● Text block:
# # #
# elastic net min deviance when lambda tends to 0

I'm trying to use glmnet packaget to perform elastic net model for binomial regression. I got the following graph:

What I see from this is that increasing the lambda never decreases the deviance, so does this mean that no penalization is better that any penalization over $L_1$ & $L_2$?

I'm not sure why you say that the deviance never decreases; it is certainly decreasing at large values of $\log(\lambda)$ on the rightmost edge of the plot to the left. However, the deviance is relatively flat over a large range of values of $\log(\lambda)$. Yet shrinkage is being applied, as the values on the upper x-axis (side = 3) indicate: the number of variables in the model declines consistently and markedly over the region of no or little change in deviance.
What this shows is that for models over this region, up to about $\log(\lambda) = -6$, shrinkage is being applied without affecting the CV fit of the model as assessed via CV binomial deviance. This is good, as it indicates that the elastic net is doing what you wanted it to, to perform feature selection whilst handling correlated covariates.
# # #
● Collected data entries:
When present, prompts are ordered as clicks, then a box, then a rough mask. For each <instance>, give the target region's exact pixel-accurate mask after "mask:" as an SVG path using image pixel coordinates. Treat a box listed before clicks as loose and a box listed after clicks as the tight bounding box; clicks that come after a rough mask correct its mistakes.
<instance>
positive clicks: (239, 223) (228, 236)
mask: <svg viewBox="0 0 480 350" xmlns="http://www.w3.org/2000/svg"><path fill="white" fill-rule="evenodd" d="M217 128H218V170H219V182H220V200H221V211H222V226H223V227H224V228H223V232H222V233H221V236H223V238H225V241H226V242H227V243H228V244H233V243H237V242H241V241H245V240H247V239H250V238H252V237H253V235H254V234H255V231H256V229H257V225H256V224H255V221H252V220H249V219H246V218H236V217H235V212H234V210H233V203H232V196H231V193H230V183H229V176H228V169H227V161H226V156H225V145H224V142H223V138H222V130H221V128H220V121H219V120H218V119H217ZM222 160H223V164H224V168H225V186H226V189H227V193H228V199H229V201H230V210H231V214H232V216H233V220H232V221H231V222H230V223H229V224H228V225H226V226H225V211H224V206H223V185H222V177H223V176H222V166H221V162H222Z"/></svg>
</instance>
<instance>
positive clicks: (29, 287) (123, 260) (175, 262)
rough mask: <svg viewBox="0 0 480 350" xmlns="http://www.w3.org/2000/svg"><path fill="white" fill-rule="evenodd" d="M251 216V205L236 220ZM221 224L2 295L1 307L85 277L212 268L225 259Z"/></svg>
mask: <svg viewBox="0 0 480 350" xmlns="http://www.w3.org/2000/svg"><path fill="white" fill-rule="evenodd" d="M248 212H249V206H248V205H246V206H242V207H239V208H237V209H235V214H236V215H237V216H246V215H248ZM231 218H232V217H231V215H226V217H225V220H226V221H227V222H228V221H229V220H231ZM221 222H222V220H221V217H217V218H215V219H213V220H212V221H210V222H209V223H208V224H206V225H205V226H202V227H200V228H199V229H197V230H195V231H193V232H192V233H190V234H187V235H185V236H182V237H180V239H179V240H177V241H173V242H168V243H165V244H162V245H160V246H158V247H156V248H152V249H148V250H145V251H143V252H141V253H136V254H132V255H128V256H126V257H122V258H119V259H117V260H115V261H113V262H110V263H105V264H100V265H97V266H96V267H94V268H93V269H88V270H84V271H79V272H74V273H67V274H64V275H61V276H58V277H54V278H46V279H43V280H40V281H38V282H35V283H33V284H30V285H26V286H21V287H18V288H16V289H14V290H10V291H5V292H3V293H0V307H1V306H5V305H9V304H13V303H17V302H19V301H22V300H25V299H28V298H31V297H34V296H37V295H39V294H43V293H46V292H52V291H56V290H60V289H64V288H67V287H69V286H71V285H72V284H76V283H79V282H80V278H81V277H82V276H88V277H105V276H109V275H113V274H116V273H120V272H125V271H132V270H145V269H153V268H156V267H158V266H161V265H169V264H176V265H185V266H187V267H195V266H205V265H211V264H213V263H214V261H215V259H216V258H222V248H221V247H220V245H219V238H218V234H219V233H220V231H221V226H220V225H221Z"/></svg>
# # #
● Prompt 1:
Translate this sentence from the elastic net discussion into French: "However, the deviance is relatively flat over a large range of values of $\log(\lambda)$."
● Prompt 2:
Decide whether each statement agrees with the elastic net discussion. Answer yes or no for each, and quote the deciding words of the text.
(a) The reply states that the number of variables in the model rises across the region where deviance changes little.
(b) The asker is fitting the elastic net model for binomial regression.
(c) According to the reply, shrinkage is applied without affecting the CV fit up to about $\log(\lambda) = -6$.
● Prompt 3:
Answer these questions using the elastic net discussion:
(a) Which package does the asker use?
(b) Which axis of the plot shows the number of variables in the model?
(c) What does the reply say the elastic net is doing, as the asker intended?

● Output 1:
Cependant, la déviance est relativement plate sur une large plage de valeurs de $\log(\lambda)$.

● Output 2:
(a) No: "the number of variables in the model declines consistently and markedly over the region of no or little change in deviance"
(b) Yes: "to perform elastic net model for binomial regression"
(c) Yes: "up to about $\log(\lambda) = -6$, shrinkage is being applied without affecting the CV fit of the model"

● Output 3:
(a) glmnet
(b) The upper x-axis (side = 3)
(c) Performing feature selection whilst handling correlated covariates